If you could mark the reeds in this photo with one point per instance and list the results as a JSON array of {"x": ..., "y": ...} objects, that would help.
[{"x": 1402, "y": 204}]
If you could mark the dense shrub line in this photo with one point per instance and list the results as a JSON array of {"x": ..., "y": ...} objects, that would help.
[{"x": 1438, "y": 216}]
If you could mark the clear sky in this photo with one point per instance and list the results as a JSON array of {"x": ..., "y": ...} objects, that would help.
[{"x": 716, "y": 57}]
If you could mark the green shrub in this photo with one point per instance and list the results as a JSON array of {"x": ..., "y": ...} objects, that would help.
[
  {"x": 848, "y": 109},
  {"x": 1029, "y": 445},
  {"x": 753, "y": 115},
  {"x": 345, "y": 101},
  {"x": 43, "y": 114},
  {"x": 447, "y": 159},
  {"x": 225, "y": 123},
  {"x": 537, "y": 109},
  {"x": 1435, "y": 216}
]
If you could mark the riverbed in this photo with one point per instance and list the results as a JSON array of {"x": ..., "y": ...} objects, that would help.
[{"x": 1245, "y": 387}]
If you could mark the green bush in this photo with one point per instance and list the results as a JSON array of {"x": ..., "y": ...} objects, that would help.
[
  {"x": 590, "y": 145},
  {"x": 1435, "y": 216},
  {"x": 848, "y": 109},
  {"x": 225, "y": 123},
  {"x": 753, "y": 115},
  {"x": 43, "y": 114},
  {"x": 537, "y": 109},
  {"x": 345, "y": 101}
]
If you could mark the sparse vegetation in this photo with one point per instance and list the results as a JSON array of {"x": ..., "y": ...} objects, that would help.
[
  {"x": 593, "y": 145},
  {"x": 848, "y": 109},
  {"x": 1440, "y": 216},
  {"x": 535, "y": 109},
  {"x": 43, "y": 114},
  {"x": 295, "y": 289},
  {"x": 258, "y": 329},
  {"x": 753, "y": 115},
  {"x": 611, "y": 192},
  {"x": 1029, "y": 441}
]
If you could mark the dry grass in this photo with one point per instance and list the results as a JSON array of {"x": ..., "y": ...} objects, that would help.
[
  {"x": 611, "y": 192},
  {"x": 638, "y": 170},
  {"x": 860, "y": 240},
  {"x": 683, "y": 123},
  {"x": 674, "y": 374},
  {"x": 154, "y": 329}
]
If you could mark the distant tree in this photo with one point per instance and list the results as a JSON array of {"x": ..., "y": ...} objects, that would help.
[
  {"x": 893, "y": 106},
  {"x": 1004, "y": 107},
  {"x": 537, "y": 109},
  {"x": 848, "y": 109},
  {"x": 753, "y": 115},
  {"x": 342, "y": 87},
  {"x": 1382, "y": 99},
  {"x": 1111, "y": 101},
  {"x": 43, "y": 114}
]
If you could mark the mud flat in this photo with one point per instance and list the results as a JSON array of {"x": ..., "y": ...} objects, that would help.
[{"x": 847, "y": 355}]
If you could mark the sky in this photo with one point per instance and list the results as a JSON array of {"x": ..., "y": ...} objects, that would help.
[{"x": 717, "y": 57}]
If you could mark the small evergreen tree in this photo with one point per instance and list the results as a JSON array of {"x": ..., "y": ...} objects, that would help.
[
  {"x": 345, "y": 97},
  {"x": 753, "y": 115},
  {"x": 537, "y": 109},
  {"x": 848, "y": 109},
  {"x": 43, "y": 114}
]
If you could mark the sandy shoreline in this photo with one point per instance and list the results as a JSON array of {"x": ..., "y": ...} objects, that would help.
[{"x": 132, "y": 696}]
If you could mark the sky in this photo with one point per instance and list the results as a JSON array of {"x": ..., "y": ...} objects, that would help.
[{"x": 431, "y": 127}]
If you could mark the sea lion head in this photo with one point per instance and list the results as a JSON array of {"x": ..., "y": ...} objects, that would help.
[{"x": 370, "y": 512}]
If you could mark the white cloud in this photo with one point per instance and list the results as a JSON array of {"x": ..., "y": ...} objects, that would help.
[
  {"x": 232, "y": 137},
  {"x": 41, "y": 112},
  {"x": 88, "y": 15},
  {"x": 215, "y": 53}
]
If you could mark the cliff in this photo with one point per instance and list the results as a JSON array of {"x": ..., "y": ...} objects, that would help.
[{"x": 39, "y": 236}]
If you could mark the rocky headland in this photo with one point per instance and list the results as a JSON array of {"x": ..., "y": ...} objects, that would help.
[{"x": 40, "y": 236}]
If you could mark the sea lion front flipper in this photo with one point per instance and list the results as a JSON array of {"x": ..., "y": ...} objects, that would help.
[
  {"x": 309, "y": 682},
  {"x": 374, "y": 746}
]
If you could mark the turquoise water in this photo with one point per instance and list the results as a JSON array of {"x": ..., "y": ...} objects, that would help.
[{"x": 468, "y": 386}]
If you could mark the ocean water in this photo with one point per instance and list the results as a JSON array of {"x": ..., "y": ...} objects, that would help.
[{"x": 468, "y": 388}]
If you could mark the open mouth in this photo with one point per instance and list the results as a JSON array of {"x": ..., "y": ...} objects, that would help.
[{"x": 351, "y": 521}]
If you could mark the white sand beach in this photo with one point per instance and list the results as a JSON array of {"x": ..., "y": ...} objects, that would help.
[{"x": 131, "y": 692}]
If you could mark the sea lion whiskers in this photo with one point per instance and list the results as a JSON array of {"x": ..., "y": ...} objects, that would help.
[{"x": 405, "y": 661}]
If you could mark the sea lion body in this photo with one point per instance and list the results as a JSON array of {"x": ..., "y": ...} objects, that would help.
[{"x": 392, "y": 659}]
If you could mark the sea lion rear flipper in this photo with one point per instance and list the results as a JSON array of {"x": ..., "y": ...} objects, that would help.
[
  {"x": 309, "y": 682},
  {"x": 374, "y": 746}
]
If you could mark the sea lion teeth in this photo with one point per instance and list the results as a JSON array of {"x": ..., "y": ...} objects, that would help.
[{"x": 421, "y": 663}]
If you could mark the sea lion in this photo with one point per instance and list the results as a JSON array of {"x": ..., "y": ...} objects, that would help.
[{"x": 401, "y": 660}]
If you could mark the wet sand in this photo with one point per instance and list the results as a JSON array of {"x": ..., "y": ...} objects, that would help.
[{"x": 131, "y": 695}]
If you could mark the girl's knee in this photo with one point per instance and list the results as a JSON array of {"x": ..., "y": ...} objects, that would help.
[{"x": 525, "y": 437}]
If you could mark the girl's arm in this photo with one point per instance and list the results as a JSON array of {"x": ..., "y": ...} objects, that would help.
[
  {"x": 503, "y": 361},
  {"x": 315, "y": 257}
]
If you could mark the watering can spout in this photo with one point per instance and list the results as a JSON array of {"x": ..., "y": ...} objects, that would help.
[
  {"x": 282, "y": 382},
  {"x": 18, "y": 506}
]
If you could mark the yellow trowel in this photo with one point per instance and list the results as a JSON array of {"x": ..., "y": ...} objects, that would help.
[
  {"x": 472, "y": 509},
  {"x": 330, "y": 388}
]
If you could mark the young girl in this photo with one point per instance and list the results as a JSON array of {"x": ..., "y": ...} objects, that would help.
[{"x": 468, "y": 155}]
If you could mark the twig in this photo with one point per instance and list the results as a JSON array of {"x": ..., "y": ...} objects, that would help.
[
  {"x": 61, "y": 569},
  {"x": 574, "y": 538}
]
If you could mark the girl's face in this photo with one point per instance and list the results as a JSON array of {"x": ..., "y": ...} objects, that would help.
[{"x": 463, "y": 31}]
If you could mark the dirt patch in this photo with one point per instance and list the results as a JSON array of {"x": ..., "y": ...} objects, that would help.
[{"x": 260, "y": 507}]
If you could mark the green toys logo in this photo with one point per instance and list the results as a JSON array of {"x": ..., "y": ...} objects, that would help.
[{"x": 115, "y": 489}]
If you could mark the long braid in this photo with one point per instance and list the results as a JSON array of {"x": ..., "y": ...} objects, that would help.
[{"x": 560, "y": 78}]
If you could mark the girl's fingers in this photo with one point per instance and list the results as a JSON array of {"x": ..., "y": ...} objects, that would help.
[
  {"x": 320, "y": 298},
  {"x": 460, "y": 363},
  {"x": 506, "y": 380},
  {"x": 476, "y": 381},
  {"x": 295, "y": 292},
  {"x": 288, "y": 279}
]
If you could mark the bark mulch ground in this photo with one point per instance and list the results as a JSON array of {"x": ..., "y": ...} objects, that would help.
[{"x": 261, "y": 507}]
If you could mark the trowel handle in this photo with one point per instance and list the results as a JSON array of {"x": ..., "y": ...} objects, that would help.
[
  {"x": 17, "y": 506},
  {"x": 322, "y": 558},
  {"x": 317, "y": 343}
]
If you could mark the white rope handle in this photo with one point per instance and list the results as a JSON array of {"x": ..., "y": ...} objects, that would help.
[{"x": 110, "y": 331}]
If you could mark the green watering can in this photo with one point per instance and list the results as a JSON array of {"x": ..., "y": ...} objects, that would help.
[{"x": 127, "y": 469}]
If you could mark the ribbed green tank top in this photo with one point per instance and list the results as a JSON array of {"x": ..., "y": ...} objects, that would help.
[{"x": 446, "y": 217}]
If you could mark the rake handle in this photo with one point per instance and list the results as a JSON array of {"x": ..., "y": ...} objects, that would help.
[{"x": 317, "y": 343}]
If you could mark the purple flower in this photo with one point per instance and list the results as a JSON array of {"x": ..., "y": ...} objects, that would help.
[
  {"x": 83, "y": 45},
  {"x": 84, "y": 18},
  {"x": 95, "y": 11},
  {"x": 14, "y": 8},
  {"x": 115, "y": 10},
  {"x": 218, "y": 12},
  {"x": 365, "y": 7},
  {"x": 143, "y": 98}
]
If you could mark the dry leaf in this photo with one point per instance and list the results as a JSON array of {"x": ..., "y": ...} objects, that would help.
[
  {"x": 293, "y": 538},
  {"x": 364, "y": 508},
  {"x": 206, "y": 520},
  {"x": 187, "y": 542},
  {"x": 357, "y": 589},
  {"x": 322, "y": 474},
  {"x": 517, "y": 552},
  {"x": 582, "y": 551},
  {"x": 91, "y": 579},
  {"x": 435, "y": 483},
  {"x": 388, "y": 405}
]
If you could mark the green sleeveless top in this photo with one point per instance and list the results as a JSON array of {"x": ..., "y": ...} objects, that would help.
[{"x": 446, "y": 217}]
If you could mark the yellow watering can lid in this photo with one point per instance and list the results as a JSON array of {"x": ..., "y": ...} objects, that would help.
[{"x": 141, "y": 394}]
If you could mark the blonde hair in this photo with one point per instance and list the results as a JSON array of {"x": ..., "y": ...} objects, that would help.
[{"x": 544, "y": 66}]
---*---
Task description :: Exactly the lines from the one containing "If you could mark the white rope" to the final line of the data, both included, should be printed, and nothing more.

Task output ::
If you could mark the white rope handle in this photo with one point per instance and list the results as a JSON array of {"x": ..., "y": ...} objects, that would help.
[{"x": 110, "y": 331}]
If you could mark the green watering can in this photo with one point per instance and list the results as a JSON array of {"x": ..., "y": ...} objects, that would help.
[{"x": 127, "y": 469}]
If you could mark the ribbed green tank top in this photo with one point per instance and list the results as a JSON array of {"x": ..., "y": ...} objects, that would help.
[{"x": 446, "y": 217}]
If you could mark the rake handle in this photo with one point per instance and list the results as a JSON array of {"x": ..., "y": ...} objects, that would help.
[{"x": 317, "y": 343}]
If you could mark the purple flower in this photo with one point per instance and list the results as a JSON array of {"x": ..., "y": ...} objects, that would help.
[
  {"x": 83, "y": 45},
  {"x": 84, "y": 18},
  {"x": 95, "y": 11},
  {"x": 14, "y": 8},
  {"x": 115, "y": 10},
  {"x": 218, "y": 12},
  {"x": 365, "y": 7},
  {"x": 143, "y": 98}
]
If you could mark the dry leaf in this photo with one point per instance and list the results as a JSON array of {"x": ..., "y": ...} objects, that would help.
[
  {"x": 293, "y": 538},
  {"x": 364, "y": 508},
  {"x": 206, "y": 520},
  {"x": 187, "y": 542},
  {"x": 357, "y": 589},
  {"x": 322, "y": 474},
  {"x": 517, "y": 552},
  {"x": 582, "y": 551},
  {"x": 91, "y": 579},
  {"x": 435, "y": 483},
  {"x": 388, "y": 405}
]
If you could mark the green sleeveless top in this photo with one point per instance and list the results as a JSON array of {"x": ..., "y": ...} objects, that would help.
[{"x": 446, "y": 217}]
If you could mark the yellow watering can lid in this photo with one point per instance and list the results as a JSON array of {"x": ..., "y": ...} objects, that would help.
[{"x": 141, "y": 394}]
If you could mark the blonde hair in this photo with one point per instance and list the results as a JSON array of {"x": ..., "y": ...} objects, that would help.
[{"x": 544, "y": 66}]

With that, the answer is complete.